To Elon Musk’s fan club, there is nothing to see apart from more evidence of the great man’s visionary genius. SpaceX, the rocket firm, is buying xAI, the artificial intelligence developer, and the combination of these two Musk-controlled entities is being valued at $1.25tn (£910bn). Feel the positive vibes ahead of a stock market debut due in June! The most valuable private company in history! The largest ever transaction!
Or, as Musk described it, he is creating “the most ambitious, vertically-integrated innovation engine on (and off) Earth, with AI, rockets, space-based internet, direct-to-mobile device communications and the world’s foremost real-time information and free-speech platform”.
SpaceX’s minority shareholders may have a less stellar view. From their perspective, this all-share transaction must look less like an attempt to “accelerate humanity’s future” and more like an instant bailout of loss-making xAI, conducted with minimal scrutiny of valuation or a meaningful attempt to seek their views.
Remember that, while SpaceX is routinely described for shorthand purposes as owned by Musk, he is not the only person in the capsule. His stake is estimated to be 42%. There have been outside shareholders for years – in the UK, two popular investment trusts, Scottish Mortgage and Edinburgh Worldwide, have SpaceX as their largest holding. Do end-investors in those funds really want to combine with xAI, a cash-burning operation that comes with X, the scandal-generating social media platform (latest news: a raid by prosecutors on X’s French headquarters and an ongoing UK inquiry into indecent deepfakes produced by the Grok AI tool)? One doubts it.

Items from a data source

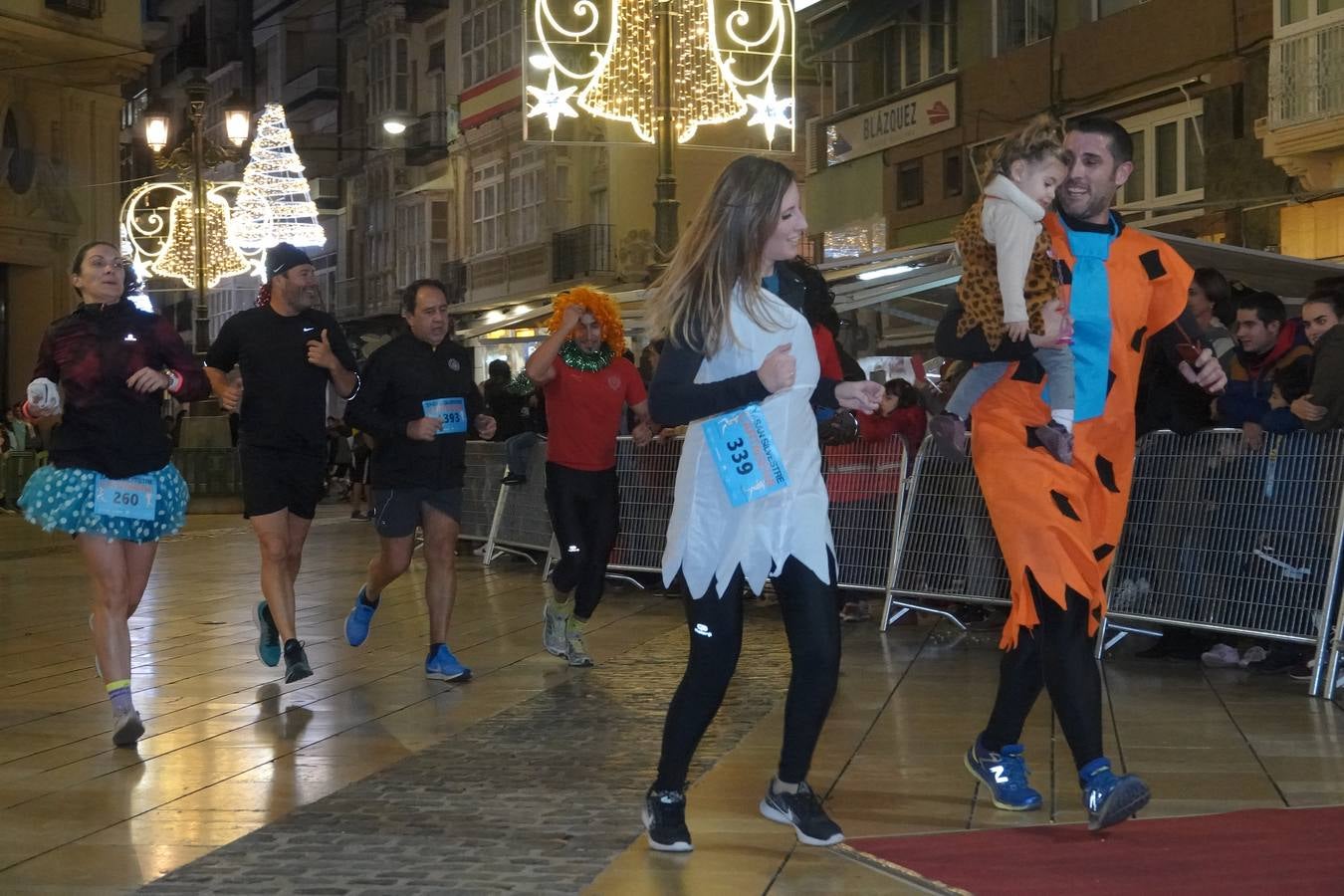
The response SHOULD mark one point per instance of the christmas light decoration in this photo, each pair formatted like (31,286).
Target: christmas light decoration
(729,57)
(156,220)
(179,253)
(275,177)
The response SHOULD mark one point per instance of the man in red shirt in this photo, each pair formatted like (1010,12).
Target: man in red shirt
(587,385)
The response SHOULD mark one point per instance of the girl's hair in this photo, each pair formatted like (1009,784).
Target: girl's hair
(1041,138)
(719,253)
(905,394)
(1220,293)
(127,285)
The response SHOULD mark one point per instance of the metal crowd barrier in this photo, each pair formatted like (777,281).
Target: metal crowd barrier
(864,480)
(1217,537)
(944,547)
(486,462)
(1226,539)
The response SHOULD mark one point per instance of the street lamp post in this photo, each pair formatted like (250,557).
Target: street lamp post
(191,158)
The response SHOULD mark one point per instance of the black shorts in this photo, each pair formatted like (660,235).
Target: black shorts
(396,512)
(277,480)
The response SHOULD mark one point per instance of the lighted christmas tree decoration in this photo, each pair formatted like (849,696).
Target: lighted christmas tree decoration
(729,60)
(179,253)
(275,177)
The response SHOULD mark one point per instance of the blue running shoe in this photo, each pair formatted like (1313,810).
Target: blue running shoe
(268,635)
(359,619)
(442,665)
(1005,776)
(1110,798)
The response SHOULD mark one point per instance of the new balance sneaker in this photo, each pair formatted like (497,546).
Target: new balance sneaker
(574,648)
(296,664)
(949,433)
(803,811)
(268,635)
(1005,776)
(664,819)
(442,665)
(554,618)
(1110,798)
(359,619)
(126,729)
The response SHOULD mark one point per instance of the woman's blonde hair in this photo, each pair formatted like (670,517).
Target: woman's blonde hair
(1041,138)
(722,251)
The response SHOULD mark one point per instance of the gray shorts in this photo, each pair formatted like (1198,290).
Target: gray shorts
(396,512)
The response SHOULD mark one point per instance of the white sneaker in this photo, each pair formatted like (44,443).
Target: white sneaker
(1252,654)
(1221,656)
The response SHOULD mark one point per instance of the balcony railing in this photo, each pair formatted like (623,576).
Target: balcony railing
(427,137)
(83,8)
(454,280)
(580,251)
(1306,77)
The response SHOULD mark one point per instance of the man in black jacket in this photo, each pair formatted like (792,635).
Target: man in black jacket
(418,402)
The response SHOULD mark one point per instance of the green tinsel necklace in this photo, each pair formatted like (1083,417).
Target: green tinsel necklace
(586,361)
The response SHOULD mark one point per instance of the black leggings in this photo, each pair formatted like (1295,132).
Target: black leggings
(715,626)
(1056,654)
(584,514)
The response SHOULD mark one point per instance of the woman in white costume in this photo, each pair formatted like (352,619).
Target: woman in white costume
(741,367)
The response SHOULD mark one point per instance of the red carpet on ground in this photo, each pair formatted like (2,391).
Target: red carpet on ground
(1260,850)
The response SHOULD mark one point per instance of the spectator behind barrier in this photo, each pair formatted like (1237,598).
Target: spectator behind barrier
(1210,300)
(1323,407)
(1267,344)
(1167,400)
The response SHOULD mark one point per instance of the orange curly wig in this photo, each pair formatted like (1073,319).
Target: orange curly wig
(602,308)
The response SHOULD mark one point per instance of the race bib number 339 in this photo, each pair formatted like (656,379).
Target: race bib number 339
(129,499)
(745,454)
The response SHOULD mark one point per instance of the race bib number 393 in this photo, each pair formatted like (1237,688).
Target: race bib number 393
(129,499)
(450,412)
(745,454)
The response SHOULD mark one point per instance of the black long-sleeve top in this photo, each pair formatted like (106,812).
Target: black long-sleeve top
(107,426)
(399,377)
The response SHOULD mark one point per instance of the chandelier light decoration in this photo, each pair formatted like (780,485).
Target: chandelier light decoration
(158,238)
(275,203)
(732,61)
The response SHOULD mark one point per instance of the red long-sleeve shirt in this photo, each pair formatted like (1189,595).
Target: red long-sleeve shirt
(107,426)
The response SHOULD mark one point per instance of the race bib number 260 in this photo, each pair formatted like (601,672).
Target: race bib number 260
(129,499)
(745,454)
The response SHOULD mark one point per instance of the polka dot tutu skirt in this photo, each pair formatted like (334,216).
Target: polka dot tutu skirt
(62,499)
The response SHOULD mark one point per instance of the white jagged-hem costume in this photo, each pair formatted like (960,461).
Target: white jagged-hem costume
(709,538)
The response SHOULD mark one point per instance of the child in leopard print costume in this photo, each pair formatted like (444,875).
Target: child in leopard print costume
(1008,284)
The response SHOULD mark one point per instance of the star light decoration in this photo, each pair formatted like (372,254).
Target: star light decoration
(553,101)
(730,58)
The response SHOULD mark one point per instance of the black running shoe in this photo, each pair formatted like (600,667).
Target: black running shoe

== To do ==
1. In the commentary on the SpaceX–xAI deal, reproduce the text from "Or, as Musk" to "seek their views.".
2. List every component that Musk's quoted description of the combined company names as part of his "innovation engine" in the SpaceX–xAI piece.

== Answers to the exercises ==
1.
Or, as Musk described it, he is creating “the most ambitious, vertically-integrated innovation engine on (and off) Earth, with AI, rockets, space-based internet, direct-to-mobile device communications and the world’s foremost real-time information and free-speech platform”.
SpaceX’s minority shareholders may have a less stellar view. From their perspective, this all-share transaction must look less like an attempt to “accelerate humanity’s future” and more like an instant bailout of loss-making xAI, conducted with minimal scrutiny of valuation or a meaningful attempt to seek their views.

2.
- AI
- rockets
- space-based internet
- direct-to-mobile device communications
- the world's foremost real-time information and free-speech platform